Aim of the exercise: Apart from the pictures, write out the records that follow exactly.
"""
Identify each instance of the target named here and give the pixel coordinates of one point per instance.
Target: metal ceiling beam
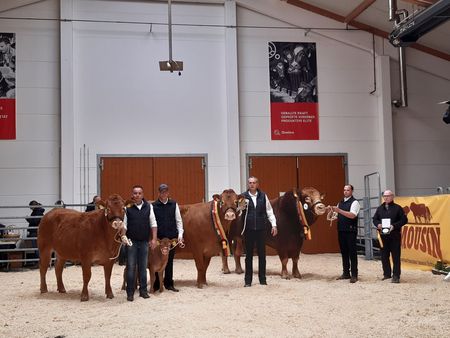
(364, 27)
(358, 10)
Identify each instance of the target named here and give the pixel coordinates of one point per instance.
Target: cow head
(312, 201)
(165, 245)
(114, 208)
(231, 204)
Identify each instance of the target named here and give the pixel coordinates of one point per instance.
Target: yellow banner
(426, 237)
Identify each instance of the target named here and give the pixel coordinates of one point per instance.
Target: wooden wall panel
(326, 174)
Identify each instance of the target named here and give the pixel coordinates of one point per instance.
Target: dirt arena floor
(317, 305)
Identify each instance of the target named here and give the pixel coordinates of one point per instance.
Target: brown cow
(289, 240)
(157, 261)
(88, 238)
(200, 237)
(420, 211)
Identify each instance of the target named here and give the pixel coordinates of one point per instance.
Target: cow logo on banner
(293, 91)
(7, 86)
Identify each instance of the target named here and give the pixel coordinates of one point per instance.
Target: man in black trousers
(389, 219)
(347, 225)
(170, 225)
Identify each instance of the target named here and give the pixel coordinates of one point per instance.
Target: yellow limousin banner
(426, 237)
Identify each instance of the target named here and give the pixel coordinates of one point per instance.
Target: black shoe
(172, 288)
(343, 277)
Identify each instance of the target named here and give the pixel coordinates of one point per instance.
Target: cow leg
(44, 261)
(284, 273)
(237, 256)
(59, 267)
(225, 268)
(107, 269)
(87, 273)
(295, 270)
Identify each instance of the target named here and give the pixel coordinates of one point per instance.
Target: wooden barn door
(184, 175)
(278, 174)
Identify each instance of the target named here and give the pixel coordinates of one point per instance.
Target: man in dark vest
(389, 219)
(258, 212)
(170, 225)
(141, 229)
(347, 224)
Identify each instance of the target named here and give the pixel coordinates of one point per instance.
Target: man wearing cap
(170, 225)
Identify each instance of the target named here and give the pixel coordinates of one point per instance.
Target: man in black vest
(392, 217)
(170, 225)
(258, 211)
(139, 219)
(347, 225)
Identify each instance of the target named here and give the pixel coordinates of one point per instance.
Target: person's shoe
(343, 277)
(172, 288)
(144, 295)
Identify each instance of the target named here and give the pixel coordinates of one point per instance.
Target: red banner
(7, 119)
(294, 121)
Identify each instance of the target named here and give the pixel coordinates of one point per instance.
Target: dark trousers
(137, 254)
(391, 246)
(254, 238)
(347, 244)
(168, 272)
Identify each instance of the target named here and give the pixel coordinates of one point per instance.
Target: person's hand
(274, 231)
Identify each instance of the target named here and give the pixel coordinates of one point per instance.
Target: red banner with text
(293, 91)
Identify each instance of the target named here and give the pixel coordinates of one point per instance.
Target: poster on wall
(293, 91)
(7, 86)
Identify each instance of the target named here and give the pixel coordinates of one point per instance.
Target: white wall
(29, 167)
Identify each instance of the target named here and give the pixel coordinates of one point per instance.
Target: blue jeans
(137, 254)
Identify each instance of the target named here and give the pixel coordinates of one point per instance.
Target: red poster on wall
(7, 86)
(293, 91)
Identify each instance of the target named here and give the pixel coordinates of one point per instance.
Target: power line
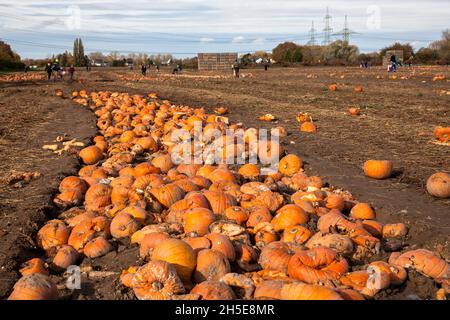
(346, 32)
(312, 32)
(327, 30)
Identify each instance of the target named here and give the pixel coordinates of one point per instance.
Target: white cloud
(238, 39)
(259, 40)
(206, 40)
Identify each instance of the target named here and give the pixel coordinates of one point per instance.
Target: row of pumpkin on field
(215, 231)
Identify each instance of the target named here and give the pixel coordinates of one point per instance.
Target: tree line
(343, 53)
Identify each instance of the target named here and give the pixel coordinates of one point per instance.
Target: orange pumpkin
(91, 155)
(213, 290)
(438, 185)
(34, 265)
(97, 247)
(167, 194)
(157, 280)
(442, 134)
(290, 165)
(250, 171)
(211, 265)
(308, 127)
(198, 220)
(52, 234)
(289, 216)
(124, 225)
(65, 256)
(34, 286)
(317, 265)
(362, 211)
(396, 230)
(149, 242)
(296, 234)
(179, 254)
(378, 169)
(302, 291)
"""
Result below:
Identify each instance of the target named here and give the pixel coordinates of one point per instance.
Target: metal ceiling beam
(364, 27)
(358, 10)
Identify each instance of the target named here and give the pixel coordinates of one point per instance.
Target: cow head
(312, 201)
(165, 245)
(114, 208)
(231, 204)
Identify each instance of the target named here and give the pixel coordinates of one point per instance.
Target: yellow banner
(426, 237)
Identify each instance of the target named here and give the pixel coordinates of one point per instance.
Target: wooden wall panel
(326, 174)
Identify each instance of the target named here and give the pixel coordinates of one point per instance.
Target: dirt arena floor
(317, 305)
Identify each instance of the target named here and give the pixel coordinates of one point per instance.
Target: brown cow
(289, 240)
(157, 261)
(88, 238)
(200, 237)
(420, 211)
Identify each instance of the target named here and give the pixel coordinates of one point per instance.
Target: cow logo on banner
(293, 91)
(7, 86)
Identify each instance of the target named here and give the pixel coordinates of one point per instance.
Target: man in black trousers
(389, 219)
(347, 225)
(170, 225)
Identify each instance of the target named here and give the pixel coordinates of one point per instance.
Target: yellow limousin banner
(426, 237)
Identify each instance of the target named here and give the pixel coordinates of one point per instance.
Target: black shoe
(172, 288)
(343, 277)
Identify each instance of the target named here and give the pixel coordinates of one point per instance.
Target: cow leg
(44, 261)
(284, 273)
(237, 256)
(59, 267)
(225, 268)
(107, 269)
(87, 273)
(295, 270)
Identify each instance of the target named here and give the pixel coordinates of one point per instance.
Target: wooden barn door
(184, 175)
(278, 174)
Identify each instance of the target named here and give the pixel coordinates of one point per instance.
Target: man in dark vest
(389, 219)
(258, 212)
(170, 225)
(141, 229)
(347, 224)
Identify each instance of the target named here and give the pixel coordinates of one point per instance.
Target: man wearing cap
(170, 225)
Identify each instance of the target named here and give the pixel coordinates of one point per instance.
Target: man in black vest
(392, 217)
(170, 225)
(258, 211)
(139, 219)
(347, 225)
Identify each instance of the target named here and give the pixel coordinates of one point per instance.
Target: person's shoe
(343, 277)
(172, 288)
(144, 295)
Identify each instance of the target named here and give the pixel coordinates of one point per instance.
Target: red banner
(7, 119)
(294, 121)
Identify each instance of the target named here and give the pixel coordinates of one point per instance.
Target: dark trousers
(137, 254)
(391, 246)
(254, 238)
(347, 244)
(168, 272)
Identify each instance of the target named here and give the pixel coordinates of one point per instance.
Target: person's hand
(274, 231)
Identify each instance of the target named here and give the pixel coordinates of one point per instance.
Target: red banner with text
(293, 91)
Identify each instance of the target named here and give the pixel coordinates of one point per instance.
Target: poster on wall
(293, 91)
(7, 86)
Identify each instance of the target named here and give the pixel coordinates of one point per instance.
Target: white wall
(29, 167)
Identify each instance of the target named here and give the pixel coordinates of one point per instance.
Target: blue jeans
(137, 254)
Identify each instance of the target named here and give the pixel coordinates of one point per instance.
Target: red poster on wall
(7, 86)
(293, 91)
Identify each instance of the target named here and give the pixel coordinates of one point per instance.
Target: power line
(346, 32)
(312, 32)
(327, 30)
Identify each instance of the target named here and give the pixel coordinates of one point per instance.
Target: white cloud
(238, 39)
(259, 40)
(206, 40)
Identify each instance of the target named here and give the pixel coordinates of one point per instance.
Target: row of pumpkin on field
(215, 231)
Identify each instance of the target named here and give the pixel coordinates of one point per instance.
Target: tree line
(343, 53)
Identify each instance of the target named here and give the pixel coordinates of one point per instance.
Target: orange pumpkin
(91, 155)
(213, 290)
(438, 185)
(34, 265)
(97, 247)
(167, 194)
(157, 280)
(442, 134)
(290, 165)
(250, 171)
(211, 265)
(308, 127)
(198, 220)
(52, 234)
(289, 216)
(124, 225)
(65, 256)
(34, 286)
(317, 265)
(362, 211)
(396, 230)
(149, 242)
(296, 234)
(179, 254)
(378, 169)
(302, 291)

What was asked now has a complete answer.